**DOCUMENT TEXT:**
____

This leads to the permanent loss of advantageous properties like high tensile strength, for example. These types of impact methods are known from DE 196 26 557 A1, EP 1 155 172 B1 and WO 2012/006118 A2. A usual characteristic of this impact separation method is that the stems of the bast fiber plants are transported to the machine, while simultaneously, methods including crushing, defibration, and separation of fibers from non-fibrous constituents are carried out.

The above-mentioned impact methods in particular result in a relatively high proportion of wooden constituents. In the subsequent method steps, it is almost impossible to eliminate all the shives from the material flow. Various prior art methods are dedicated to solving this problem, whereby DE 101 62 361 A1 in particular reports achieving a dust and shive content of at best 3%. Another disadvantage of the impact method is that fat residues and external bodies can penetrate the material flow. This problem is also cited in the above-mentioned publication, as well as in DE 100 07 509 A1.

Flax stripping is known from the article “Flachs and Hanf” (Flax and Hemp) by Gustav Schaefer, Ciba-Rundschau. Basel, 1944, p. 2262-2294. In the article, the painstaking manual peeling of hemp stems is described.

The object of the invention is to produce high-grade plant fibers that can be used in many application areas, whereby the above-mentioned disadvantages are eliminated or at least reduced for the most part.

This problem is solved by a method to isolate bast bark and wood body from a bast plant stem.

____

**JOBS:**
(a) Retype the stretch of the bast fiber passage from "Flax stripping is" through "bast plant stem.".
(b) In the bast fiber passage, what is the best dust and shive content that DE 101 62 361 A1 reports achieving?
The records that follow come from a separate source and have no connection to the bast fiber passage.

____

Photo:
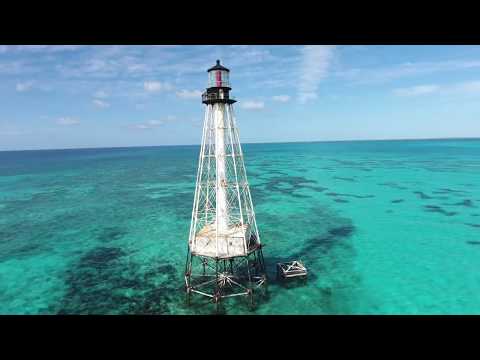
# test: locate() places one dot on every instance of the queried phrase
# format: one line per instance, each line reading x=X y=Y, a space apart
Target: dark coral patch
x=422 y=195
x=344 y=179
x=466 y=203
x=101 y=282
x=448 y=191
x=393 y=185
x=438 y=209
x=334 y=194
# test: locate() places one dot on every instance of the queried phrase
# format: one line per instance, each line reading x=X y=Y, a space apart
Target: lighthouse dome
x=218 y=76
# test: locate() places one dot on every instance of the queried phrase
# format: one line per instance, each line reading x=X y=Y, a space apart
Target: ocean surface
x=384 y=227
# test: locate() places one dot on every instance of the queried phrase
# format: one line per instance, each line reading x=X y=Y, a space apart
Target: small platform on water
x=292 y=269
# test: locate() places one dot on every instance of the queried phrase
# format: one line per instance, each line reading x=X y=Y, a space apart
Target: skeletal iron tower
x=224 y=251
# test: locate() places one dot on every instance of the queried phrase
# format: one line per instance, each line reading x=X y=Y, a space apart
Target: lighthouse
x=225 y=256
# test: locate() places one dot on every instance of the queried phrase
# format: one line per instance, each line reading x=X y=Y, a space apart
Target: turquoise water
x=385 y=227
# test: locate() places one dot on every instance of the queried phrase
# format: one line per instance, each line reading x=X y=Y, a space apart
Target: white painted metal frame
x=222 y=202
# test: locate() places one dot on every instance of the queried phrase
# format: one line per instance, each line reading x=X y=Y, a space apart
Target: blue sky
x=105 y=96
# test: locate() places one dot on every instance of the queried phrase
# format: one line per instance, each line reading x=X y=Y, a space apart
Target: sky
x=77 y=96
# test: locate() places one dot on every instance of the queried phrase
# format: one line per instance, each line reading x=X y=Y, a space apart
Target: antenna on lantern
x=225 y=256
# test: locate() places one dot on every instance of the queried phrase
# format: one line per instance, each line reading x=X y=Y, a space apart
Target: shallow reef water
x=384 y=227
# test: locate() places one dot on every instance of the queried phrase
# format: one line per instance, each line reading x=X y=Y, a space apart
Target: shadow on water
x=329 y=256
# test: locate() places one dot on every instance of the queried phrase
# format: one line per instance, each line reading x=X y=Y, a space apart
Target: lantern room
x=218 y=76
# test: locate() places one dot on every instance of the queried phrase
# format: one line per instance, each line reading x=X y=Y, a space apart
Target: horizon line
x=246 y=143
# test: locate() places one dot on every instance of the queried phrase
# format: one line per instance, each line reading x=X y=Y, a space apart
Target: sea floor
x=384 y=227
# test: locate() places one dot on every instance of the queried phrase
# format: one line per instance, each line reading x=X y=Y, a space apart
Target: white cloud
x=101 y=104
x=25 y=86
x=314 y=68
x=281 y=98
x=409 y=69
x=46 y=48
x=155 y=86
x=189 y=94
x=252 y=105
x=67 y=121
x=100 y=94
x=151 y=124
x=462 y=88
x=416 y=90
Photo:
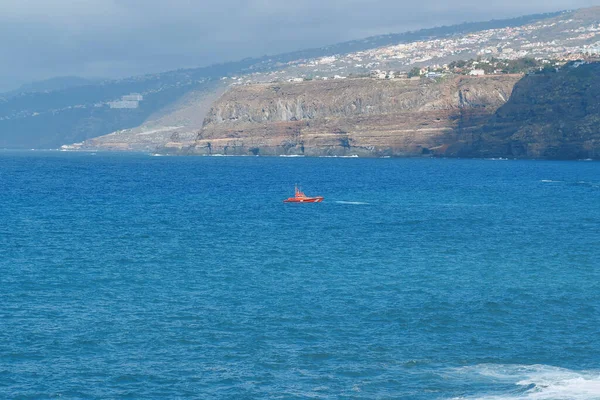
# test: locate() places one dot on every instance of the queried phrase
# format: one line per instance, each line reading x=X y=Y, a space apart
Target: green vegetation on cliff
x=553 y=115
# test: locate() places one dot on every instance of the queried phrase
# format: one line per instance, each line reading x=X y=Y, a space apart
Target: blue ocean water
x=129 y=276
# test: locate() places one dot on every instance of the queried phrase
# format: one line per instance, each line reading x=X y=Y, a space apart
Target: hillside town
x=544 y=44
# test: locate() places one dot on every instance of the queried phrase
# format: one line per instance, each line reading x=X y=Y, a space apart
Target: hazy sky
x=116 y=38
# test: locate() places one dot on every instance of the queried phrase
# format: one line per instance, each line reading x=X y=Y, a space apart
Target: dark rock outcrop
x=552 y=115
x=364 y=117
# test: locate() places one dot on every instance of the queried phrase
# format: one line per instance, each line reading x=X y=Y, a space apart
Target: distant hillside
x=50 y=85
x=553 y=115
x=67 y=113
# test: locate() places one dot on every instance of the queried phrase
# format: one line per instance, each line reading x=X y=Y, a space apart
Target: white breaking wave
x=537 y=382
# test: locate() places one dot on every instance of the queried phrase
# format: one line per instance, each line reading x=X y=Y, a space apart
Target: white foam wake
x=538 y=382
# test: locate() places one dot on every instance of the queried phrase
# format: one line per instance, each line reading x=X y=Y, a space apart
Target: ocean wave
x=539 y=382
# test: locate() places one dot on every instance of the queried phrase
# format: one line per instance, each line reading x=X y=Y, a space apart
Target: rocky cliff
x=364 y=117
x=554 y=115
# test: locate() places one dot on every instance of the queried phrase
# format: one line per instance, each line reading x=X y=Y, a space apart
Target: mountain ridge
x=50 y=119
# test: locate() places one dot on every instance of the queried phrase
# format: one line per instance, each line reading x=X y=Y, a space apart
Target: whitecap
x=539 y=382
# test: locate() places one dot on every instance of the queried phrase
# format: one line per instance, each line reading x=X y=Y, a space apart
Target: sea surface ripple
x=128 y=276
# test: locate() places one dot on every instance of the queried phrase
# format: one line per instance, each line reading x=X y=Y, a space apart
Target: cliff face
x=365 y=117
x=551 y=116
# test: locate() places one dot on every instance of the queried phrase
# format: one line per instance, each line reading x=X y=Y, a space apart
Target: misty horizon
x=105 y=40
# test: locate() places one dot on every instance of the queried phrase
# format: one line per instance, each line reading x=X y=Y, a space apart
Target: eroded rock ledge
x=364 y=117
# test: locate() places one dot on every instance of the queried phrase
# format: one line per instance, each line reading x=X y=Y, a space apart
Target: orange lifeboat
x=300 y=197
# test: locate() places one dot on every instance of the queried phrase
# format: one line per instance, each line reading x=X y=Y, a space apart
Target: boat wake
x=542 y=382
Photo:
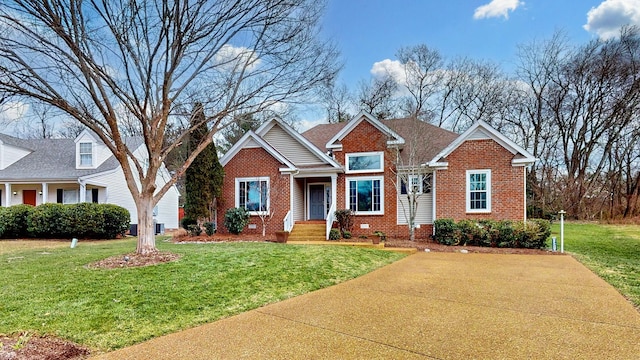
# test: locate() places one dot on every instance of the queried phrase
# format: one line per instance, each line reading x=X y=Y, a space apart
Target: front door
x=29 y=197
x=316 y=202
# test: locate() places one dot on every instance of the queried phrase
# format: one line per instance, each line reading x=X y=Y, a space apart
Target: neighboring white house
x=68 y=171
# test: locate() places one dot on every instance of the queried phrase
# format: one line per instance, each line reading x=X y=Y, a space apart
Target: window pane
x=70 y=197
x=376 y=195
x=85 y=148
x=253 y=196
x=365 y=162
x=365 y=195
x=353 y=195
x=85 y=159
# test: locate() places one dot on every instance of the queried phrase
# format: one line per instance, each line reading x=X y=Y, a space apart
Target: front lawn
x=51 y=291
x=611 y=251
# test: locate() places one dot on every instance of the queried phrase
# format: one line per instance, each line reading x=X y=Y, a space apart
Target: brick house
x=368 y=165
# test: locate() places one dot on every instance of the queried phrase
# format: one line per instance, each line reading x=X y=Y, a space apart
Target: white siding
x=425 y=210
x=291 y=148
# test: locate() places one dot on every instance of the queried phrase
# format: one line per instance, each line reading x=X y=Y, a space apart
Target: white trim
x=396 y=139
x=250 y=135
x=248 y=179
x=434 y=199
x=370 y=153
x=469 y=210
x=494 y=135
x=264 y=128
x=365 y=178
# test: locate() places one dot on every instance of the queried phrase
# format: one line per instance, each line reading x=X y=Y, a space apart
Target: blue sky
x=370 y=31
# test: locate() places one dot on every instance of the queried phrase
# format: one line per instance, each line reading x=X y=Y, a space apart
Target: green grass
x=611 y=251
x=51 y=291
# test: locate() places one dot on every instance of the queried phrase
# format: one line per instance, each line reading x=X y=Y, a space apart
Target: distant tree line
x=574 y=107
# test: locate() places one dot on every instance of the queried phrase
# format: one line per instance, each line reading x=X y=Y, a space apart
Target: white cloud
x=13 y=110
x=497 y=8
x=393 y=68
x=231 y=56
x=607 y=18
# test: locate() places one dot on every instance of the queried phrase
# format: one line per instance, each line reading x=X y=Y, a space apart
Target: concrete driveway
x=429 y=306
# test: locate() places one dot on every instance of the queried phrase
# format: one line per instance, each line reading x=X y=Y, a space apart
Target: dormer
x=10 y=152
x=89 y=151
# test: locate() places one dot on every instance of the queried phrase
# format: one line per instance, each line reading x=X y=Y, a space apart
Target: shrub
x=344 y=217
x=116 y=221
x=235 y=219
x=209 y=228
x=186 y=221
x=445 y=231
x=531 y=235
x=49 y=221
x=194 y=230
x=13 y=221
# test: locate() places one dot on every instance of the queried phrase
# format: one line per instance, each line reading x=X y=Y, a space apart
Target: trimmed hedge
x=505 y=233
x=57 y=221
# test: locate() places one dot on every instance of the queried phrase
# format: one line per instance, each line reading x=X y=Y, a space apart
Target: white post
x=562 y=212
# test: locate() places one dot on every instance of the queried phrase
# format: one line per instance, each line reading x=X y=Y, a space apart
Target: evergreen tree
x=204 y=176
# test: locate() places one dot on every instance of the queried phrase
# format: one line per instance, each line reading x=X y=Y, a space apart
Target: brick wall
x=253 y=163
x=507 y=182
x=367 y=138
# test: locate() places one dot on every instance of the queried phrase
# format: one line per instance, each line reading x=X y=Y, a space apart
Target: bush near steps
x=58 y=221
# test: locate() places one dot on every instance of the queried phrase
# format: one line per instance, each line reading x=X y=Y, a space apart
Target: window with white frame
x=478 y=191
x=86 y=154
x=253 y=194
x=70 y=196
x=364 y=162
x=420 y=183
x=365 y=195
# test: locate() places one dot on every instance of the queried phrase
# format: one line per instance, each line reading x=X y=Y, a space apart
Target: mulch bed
x=23 y=347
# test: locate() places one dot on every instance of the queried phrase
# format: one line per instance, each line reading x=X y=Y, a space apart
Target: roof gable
x=251 y=140
x=480 y=130
x=334 y=142
x=291 y=144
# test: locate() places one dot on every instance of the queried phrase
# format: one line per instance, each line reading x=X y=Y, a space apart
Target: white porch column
x=7 y=196
x=45 y=192
x=83 y=192
x=334 y=190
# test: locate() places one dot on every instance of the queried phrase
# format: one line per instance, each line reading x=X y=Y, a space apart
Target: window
x=86 y=154
x=422 y=183
x=253 y=194
x=70 y=196
x=364 y=195
x=364 y=162
x=479 y=191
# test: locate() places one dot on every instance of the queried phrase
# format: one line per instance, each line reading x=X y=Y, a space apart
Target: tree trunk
x=146 y=231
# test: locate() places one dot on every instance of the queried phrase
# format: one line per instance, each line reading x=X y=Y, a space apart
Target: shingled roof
x=428 y=138
x=53 y=159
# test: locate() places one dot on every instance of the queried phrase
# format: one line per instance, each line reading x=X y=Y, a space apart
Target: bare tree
x=337 y=101
x=422 y=67
x=376 y=97
x=413 y=178
x=100 y=62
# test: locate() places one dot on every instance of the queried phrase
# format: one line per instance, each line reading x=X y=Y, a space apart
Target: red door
x=29 y=197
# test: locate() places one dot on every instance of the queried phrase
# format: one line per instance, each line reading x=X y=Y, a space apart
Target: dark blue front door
x=316 y=202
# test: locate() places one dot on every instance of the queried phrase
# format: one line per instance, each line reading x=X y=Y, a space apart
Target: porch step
x=308 y=231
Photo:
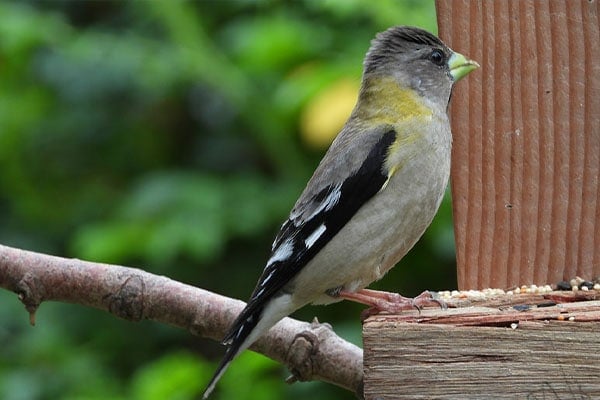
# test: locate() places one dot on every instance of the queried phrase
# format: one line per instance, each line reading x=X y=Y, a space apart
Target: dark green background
x=165 y=135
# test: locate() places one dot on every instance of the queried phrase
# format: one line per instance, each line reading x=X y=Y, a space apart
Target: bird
x=371 y=197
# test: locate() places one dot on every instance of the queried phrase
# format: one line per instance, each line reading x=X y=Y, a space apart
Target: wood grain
x=526 y=152
x=483 y=352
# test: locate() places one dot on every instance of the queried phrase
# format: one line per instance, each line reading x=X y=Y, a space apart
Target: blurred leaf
x=175 y=376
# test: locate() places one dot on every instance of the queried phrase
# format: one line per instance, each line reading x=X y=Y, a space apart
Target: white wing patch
x=310 y=241
x=327 y=204
x=283 y=252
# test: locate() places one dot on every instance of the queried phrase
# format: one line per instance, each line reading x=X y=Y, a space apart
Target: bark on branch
x=312 y=351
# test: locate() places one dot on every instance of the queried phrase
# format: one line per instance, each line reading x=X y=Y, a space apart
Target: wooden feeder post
x=526 y=199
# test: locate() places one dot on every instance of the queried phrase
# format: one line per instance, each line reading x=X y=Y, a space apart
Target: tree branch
x=312 y=351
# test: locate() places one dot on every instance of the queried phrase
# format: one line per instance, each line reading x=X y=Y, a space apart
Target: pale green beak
x=460 y=66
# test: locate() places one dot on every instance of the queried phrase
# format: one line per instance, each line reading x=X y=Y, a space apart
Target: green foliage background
x=165 y=135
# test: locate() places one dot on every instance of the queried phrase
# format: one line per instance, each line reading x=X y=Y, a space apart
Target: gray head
x=417 y=60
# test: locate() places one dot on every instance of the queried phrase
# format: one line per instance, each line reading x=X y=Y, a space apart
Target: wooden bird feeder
x=526 y=200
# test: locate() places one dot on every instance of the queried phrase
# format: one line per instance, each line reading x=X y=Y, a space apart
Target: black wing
x=300 y=239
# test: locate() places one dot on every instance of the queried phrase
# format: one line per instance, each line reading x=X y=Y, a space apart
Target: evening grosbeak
x=372 y=196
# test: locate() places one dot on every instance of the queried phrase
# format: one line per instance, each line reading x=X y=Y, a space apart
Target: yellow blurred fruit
x=325 y=114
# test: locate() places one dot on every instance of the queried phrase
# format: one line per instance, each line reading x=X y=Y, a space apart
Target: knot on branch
x=302 y=351
x=128 y=301
x=31 y=293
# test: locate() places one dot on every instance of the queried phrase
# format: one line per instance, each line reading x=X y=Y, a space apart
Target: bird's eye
x=437 y=57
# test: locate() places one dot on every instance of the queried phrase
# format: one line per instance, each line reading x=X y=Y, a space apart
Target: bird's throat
x=383 y=101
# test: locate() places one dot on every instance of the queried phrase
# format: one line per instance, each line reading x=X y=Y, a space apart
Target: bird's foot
x=392 y=303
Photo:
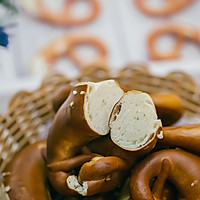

____

**ANSWER SET:**
(a)
Flax stripping is known from the article “Flachs and Hanf” (Flax and Hemp) by Gustav Schaefer, Ciba-Rundschau. Basel, 1944, p. 2262-2294. In the article, the painstaking manual peeling of hemp stems is described.

The object of the invention is to produce high-grade plant fibers that can be used in many application areas, whereby the above-mentioned disadvantages are eliminated or at least reduced for the most part.

This problem is solved by a method to isolate bast bark and wood body from a bast plant stem.

(b) 3%